We are now seeing better spring weather with soil temperatures increasing and grass growth improving, writes Noel McNeill, CAFRE, beef and sheep adviser, Newry.
This grass growth will allow cows to be turned out with their calves if sufficient covers are available.
Before cows go out a few management points should be considered to help ensure a successful turnout.
Hypomagnesemia (grass tetany or staggers) can be a problem in suckler cows in early spring as demand for magnesium (Mg) in cows producing milk for newly born calves will be high.
Most of this increased magnesium requirement must come through the diet as magnesium stored by the animal is released slowly.
The most obvious symptoms of tetany are muscle twitching, staggering, animal collapsed and lying flat on the ground with its head thrown back.
Not all cows will display these symptoms before collapse and death. Grass tetany is very dangerous and can be fatal. Calling a vet as soon as it is suspected is absolutely essential.
As the cows need for magnesium is increased any decrease in intake can lead to grass tetany.
Plan to get freshly calved cows out to grass as soon as possible now that the weather and ground conditions have improved.
Reduced Mg uptake
Factors influencing reducing Mg uptake include:
- Changeable spring weather, particularly cold wet spells, reducing intake while at the same time increasing energy demand;
- Rapidly growing lush swards which have received high levels of nitrogen (N) fertiliser are lower in fibre, resulting in faster rate of passage through the gut, reducing the time for Mg uptake;
- High levels of potassium (K) in the sward can reduce the availability of Mg in the grass;
- As the spring breeding season begins and cows begin showing signs of oestrus increased activity coupled with lower intakes during the oestrus period will increase the risk of grass tetany.

#### Recorded information:
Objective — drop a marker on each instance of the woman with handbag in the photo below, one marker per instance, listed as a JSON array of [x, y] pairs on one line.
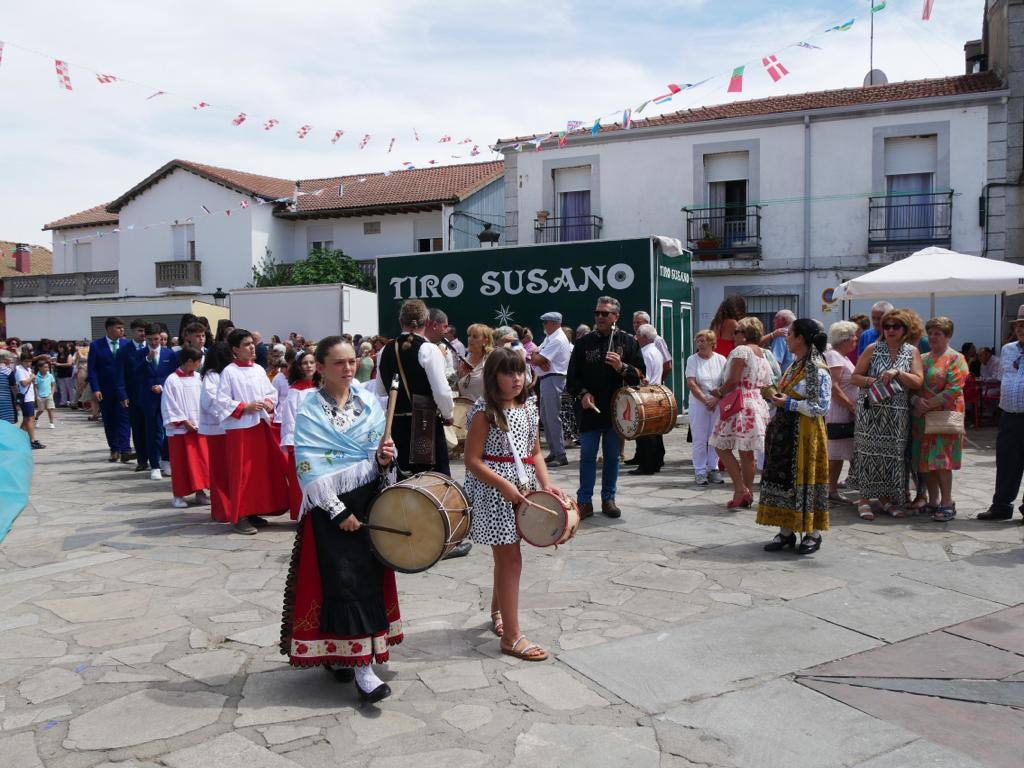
[[742, 412], [886, 372], [795, 480], [839, 423], [937, 438]]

#### About this task:
Can you return the entire article on grass tetany in suckler cows, word for word? Nothing in the listing is needed here.

#### Response box:
We are now seeing better spring weather with soil temperatures increasing and grass growth improving, writes Noel McNeill, CAFRE, beef and sheep adviser, Newry.
This grass growth will allow cows to be turned out with their calves if sufficient covers are available.
Before cows go out a few management points should be considered to help ensure a successful turnout.
Hypomagnesemia (grass tetany or staggers) can be a problem in suckler cows in early spring as demand for magnesium (Mg) in cows producing milk for newly born calves will be high.
Most of this increased magnesium requirement must come through the diet as magnesium stored by the animal is released slowly.
The most obvious symptoms of tetany are muscle twitching, staggering, animal collapsed and lying flat on the ground with its head thrown back.
Not all cows will display these symptoms before collapse and death. Grass tetany is very dangerous and can be fatal. Calling a vet as soon as it is suspected is absolutely essential.
As the cows need for magnesium is increased any decrease in intake can lead to grass tetany.
Plan to get freshly calved cows out to grass as soon as possible now that the weather and ground conditions have improved.
Reduced Mg uptake
Factors influencing reducing Mg uptake include:
- Changeable spring weather, particularly cold wet spells, reducing intake while at the same time increasing energy demand;
- Rapidly growing lush swards which have received high levels of nitrogen (N) fertiliser are lower in fibre, resulting in faster rate of passage through the gut, reducing the time for Mg uptake;
- High levels of potassium (K) in the sward can reduce the availability of Mg in the grass;
- As the spring breeding season begins and cows begin showing signs of oestrus increased activity coupled with lower intakes during the oestrus period will increase the risk of grass tetany.